## Текст для чтения
------------------------------------------------------------
Перед нами новое издание стихов Ахматовой: "Четки" (издание девятое), "Белая Стая" (четвертое) и "Anno Domini" (второе). Эти три книги отпечатаны совместно издательствами "Петрополис" и "Алконост" в Берлине, помечены "Петербург. 1923" и украшены двумя портретами автора работы Альтмана и Анненкова. Все, что выходит в свет под благородным знаком Медного Всадника (марка "Петрополиса"), носит печать строгого изящества. "Петрополис" пользуется заслуженной репутацией художественного издательства: выбор материала, типографская часть, книжные украшения, все достойно самых больших похвал.
Все три новые издания Ахматовой "дополненные". В "Четки" включено пять еще не печатавшихся стихотворений; в "Белой Стае" неизданных стихотворений -- десять, а в "Anno Domini" восемнадцать. Новый материал -- 33 пьесы мог бы составить отдельный сборник. Написанные в разные годы и в различных стилях, в художественном отношении весьма неравноценные, эти стихи едва ли поддаются синтетической оценке. Ограничимся кратким "инвентарным" обзором.
Наименее неожиданны дополнения к сборнику "Четки"; прославившая поэта "разговорная интонация", резко подчеркнутая сухостью ритма и скудостью напева, не всегда отчетлива и безыскусна. Мы, завороженные легкостью ахматовского стиля, склонны преуменьшать власть прошлого над ней, тяжелую силу символического наследия. А между тем -- вот пример этой упорной борьбы, вот лишь неполное преодоление инерции. Стихотворение "Косноязычно славивший меня", заканчивающееся такой своеобразно-личной строфой, так "по-ахматовски":
Люби меня, припоминай и плачь!
Все плачущие не равны ль пред Богом?
Прощай, прощай! меня ведет палач
По голубым предутренним дорогам,
искажено в предыдущей строфе грузным пафосом и небрежным словосочетанием символизма:
Но в путанных словах вопрос зажжен,
Зачем не стала я звездой любовной,
И стадной болью был преображен
Над нами лик жестокий и бескровный.
Здесь и "любовная звезда", и "лик жестокий", и "вопросы зажжены" -- фальшивые ноты, столь несвойственные подлинному голосу поэта.
Неверный друг, "прекрасных рук счастливый пленник" -- центральная тема у Ахматовой -- появляется в пьесе "Будешь жить, не зная лиха". Путь страдания, "любви неутоленной", приводящий к отречению, к религии, к "монашеству" показан здесь почти схематически:
Много нас таких бездомных,
Сила наша в том,
Что для нас слепых и темных
Светел Божий дом.
От смятенья" грешной земной любви, от суеты и "сборищ ночных" поэт восходит к "уединенью" и "осиянному забвению". Все меньше говорит она о своем "белом доме", о своей "светло-синей комнате" -- и все больше о "церковной паперти", о "золоте престола", о "сводах храма".
------------------------------------------------------------
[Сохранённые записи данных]
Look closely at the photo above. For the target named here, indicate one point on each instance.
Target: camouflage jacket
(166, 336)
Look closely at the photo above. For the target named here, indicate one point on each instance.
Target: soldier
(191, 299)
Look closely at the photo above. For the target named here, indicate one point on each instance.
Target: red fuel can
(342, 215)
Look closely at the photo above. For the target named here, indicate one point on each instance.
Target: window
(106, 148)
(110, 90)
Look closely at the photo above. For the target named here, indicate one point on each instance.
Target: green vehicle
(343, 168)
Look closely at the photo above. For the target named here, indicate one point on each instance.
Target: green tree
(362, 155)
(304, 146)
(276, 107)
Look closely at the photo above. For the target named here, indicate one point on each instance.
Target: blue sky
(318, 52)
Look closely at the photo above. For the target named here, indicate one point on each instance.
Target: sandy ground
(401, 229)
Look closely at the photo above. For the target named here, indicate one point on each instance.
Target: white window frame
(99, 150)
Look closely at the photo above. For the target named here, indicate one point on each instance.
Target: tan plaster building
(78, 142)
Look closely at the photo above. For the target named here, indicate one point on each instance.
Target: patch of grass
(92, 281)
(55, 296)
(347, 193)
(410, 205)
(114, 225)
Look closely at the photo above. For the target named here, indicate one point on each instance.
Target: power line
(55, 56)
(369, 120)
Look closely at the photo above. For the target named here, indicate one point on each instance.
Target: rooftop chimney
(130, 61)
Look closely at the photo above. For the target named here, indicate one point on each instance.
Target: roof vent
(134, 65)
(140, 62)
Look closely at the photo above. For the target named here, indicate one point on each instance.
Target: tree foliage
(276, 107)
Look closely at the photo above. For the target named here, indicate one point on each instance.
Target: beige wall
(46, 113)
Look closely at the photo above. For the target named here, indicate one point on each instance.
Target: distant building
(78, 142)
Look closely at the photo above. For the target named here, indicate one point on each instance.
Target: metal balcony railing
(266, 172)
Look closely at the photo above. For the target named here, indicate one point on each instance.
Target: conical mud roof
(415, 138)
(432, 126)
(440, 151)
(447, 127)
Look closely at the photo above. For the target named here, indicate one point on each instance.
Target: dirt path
------------------------------------------------------------
## Задания
- 1) Сколько неизданных стихотворений вошло в новое издание «Anno Domini», если верить рецензии на книги Ахматовой?
- 2) Напишите продолжение рецензии на новые издания Ахматовой, начиная сразу после её последнего предложения.

## Ответы к заданиям
- 1) Восемнадцать.

- 2)
Стихи, приложенные к "Белой Стае" дают новые -- и очень ценные варианты к теме уединения, жизни "на диком берегу", которая кажется "посмертным блужданием души". Прекрасны скупые строки, полные невыразимого томления:
И мнится -- голос человека
Здесь никогда не прозвучит --
и это -- искупление:
За то, что первая хотела
Испить смертельного вина.
По-иному разрабатывается мотив прощания (ср. "Мы не умеем прощаться") в стихотворении "Как эти площади обширны". Конец любви, конец жизни драматизированы пластическими символами:
Вот черные зданья качнутся,
И на землю я упаду.
(Стр. 48)
Но и елисейские тени знают горечь воспоминаний; ушедшую от земной любви терзают сны и грезы; чем суровее подвиг, тем мучительнее соблазны. И "монахиня" радуется, что
Стал мне реже сниться, слава Богу,
Больше не мерещится везде.
что:
Исцелил (ей) душу Царь Небесный
Ледяным покоем нелюбви.
(Стр. 78)
В сборник включено одно из лучших эпиграмматических четырехстиший Ахматовой, написанное в 1916 году:
О, есть неповторимые слова,
Кто их сказал -- истратил слишком много.
Неистощима только синева
Небесная и милосердье Бога.
(Стр. 112)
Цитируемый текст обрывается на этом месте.